**CONSIGNE 1:** Recopiez fidèlement le passage de l'article sur le pass sanitaire, de "Les Sges censurent" à "droit du travail.".
**CONSIGNE 2:**
Répondez aux questions suivantes d'après l'article sur le pass sanitaire :
(a) Selon le ministère, qu'est-ce qui pourra s'appliquer en cas de CDD, et qu'est-ce qui ne pourra pas avoir lieu ?
(b) D'après Déborah David, le seul défaut de pass sanitaire est-il une cause réelle et sérieuse de licenciement ?
(c) Pour Christophe Noël, qu'est-ce que crée le doute sur l'application du droit commun ?

**TEXTE DE LA PAGE:**
####

Les Sges censurent la rupture anticipée d'un CDD ou intérim
"Le texte adopté par le Parlement prévoyait cependant une différence de traitement entre le CDD et le CDI que le Conseil Constitutionnel n'a pas jugé justifiée. La suspension pourra s'appliquer mais le CDD ne pourra pas être interrompu avant son terme", a poursuivi le ministère.
La décision des Sages ne change toutefois pas le fait que le droit commun du Code du travail peut s'appliquer en matière de licenciement, estiment certains juristes, à l'instar de Déborah David, avocate spécialisée en droit du travail.
Le seul défaut de pass sanitaire "n'est pas une cause réelle et sérieuse de licenciement", mais d'autres motifs peuvent être valables, même si les employeurs ne devront licencier qu'en cas "d'extrême nécessité" et "extrêmement bien motiver la décision", a-t-elle indiqué à l'AFP.
Mais pour Christophe Noël, avocat spécialisé en droit du travail, il n'est "pas sûr du tout que le droit commun s'applique", ce qui créé "une insécurité juridique terrible".

####

**LIGNES FOURNIES:**
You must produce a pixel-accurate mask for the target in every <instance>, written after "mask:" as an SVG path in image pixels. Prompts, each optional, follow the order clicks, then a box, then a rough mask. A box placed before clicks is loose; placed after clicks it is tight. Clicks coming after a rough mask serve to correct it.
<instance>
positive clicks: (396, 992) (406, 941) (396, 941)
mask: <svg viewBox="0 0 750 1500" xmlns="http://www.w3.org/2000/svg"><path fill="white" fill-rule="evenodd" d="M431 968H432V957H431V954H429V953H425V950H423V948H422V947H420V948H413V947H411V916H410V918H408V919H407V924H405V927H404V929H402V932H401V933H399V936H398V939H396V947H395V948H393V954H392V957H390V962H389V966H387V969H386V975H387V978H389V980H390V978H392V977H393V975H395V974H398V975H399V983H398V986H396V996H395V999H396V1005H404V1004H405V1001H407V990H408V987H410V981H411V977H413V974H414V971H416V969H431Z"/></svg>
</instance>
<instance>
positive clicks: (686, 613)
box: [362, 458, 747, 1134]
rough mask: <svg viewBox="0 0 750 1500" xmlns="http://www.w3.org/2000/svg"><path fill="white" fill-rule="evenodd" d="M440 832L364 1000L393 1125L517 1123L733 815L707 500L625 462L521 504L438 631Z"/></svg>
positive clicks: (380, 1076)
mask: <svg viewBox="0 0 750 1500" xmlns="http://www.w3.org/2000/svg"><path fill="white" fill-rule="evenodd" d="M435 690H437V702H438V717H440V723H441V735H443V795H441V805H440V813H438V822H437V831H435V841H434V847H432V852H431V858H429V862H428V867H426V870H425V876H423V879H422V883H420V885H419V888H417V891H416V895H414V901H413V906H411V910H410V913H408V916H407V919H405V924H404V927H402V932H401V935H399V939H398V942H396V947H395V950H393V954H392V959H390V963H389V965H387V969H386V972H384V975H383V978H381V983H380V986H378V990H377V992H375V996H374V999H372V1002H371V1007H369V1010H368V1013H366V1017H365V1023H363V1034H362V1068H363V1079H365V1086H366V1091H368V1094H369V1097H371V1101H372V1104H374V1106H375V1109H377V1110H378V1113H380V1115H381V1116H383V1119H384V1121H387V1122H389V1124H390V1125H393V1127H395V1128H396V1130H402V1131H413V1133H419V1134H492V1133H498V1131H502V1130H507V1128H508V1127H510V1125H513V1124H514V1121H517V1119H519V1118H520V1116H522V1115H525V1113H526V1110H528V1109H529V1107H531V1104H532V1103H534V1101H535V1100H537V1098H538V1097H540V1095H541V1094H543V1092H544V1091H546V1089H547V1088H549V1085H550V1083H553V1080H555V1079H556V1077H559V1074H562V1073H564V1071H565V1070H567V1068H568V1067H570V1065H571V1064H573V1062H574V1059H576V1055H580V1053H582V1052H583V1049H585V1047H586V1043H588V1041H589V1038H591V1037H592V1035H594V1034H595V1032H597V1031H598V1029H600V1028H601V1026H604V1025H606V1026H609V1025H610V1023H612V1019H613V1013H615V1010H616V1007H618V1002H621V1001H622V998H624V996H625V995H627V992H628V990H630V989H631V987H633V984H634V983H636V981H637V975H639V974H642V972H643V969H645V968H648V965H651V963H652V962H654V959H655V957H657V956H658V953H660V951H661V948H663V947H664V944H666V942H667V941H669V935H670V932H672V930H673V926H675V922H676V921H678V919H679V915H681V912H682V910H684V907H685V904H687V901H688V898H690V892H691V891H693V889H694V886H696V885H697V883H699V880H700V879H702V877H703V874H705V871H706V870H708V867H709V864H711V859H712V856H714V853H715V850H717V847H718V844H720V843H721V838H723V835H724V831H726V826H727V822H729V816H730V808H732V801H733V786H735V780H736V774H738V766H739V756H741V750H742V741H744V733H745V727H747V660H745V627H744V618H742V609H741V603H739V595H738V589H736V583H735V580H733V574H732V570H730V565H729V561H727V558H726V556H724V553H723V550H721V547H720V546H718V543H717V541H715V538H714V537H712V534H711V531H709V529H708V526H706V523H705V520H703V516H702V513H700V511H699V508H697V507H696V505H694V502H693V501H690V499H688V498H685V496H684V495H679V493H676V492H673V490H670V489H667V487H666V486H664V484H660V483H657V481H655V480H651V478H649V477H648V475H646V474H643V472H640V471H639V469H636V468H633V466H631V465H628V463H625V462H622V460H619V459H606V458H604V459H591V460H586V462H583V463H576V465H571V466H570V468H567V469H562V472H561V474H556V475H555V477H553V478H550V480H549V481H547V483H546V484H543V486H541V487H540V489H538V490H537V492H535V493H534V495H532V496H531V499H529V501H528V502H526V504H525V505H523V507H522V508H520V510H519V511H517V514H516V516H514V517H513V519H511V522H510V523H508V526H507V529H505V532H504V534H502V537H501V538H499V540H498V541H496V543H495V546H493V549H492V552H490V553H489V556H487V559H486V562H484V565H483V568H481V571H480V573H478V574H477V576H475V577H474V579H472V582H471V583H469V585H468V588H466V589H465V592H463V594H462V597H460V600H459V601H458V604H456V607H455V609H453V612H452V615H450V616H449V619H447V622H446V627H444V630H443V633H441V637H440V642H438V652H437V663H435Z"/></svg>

####

**RÉPONSE RÉDIGÉE 1:**
Les Sges censurent la rupture anticipée d'un CDD ou intérim
"Le texte adopté par le Parlement prévoyait cependant une différence de traitement entre le CDD et le CDI que le Conseil Constitutionnel n'a pas jugé justifiée. La suspension pourra s'appliquer mais le CDD ne pourra pas être interrompu avant son terme", a poursuivi le ministère.
La décision des Sages ne change toutefois pas le fait que le droit commun du Code du travail peut s'appliquer en matière de licenciement, estiment certains juristes, à l'instar de Déborah David, avocate spécialisée en droit du travail.

**RÉPONSE RÉDIGÉE 2:**
(a) La suspension pourra s'appliquer, mais le CDD ne pourra pas être interrompu avant son terme.
(b) Non, ce n'est pas une cause réelle et sérieuse de licenciement.
(c) Une insécurité juridique terrible.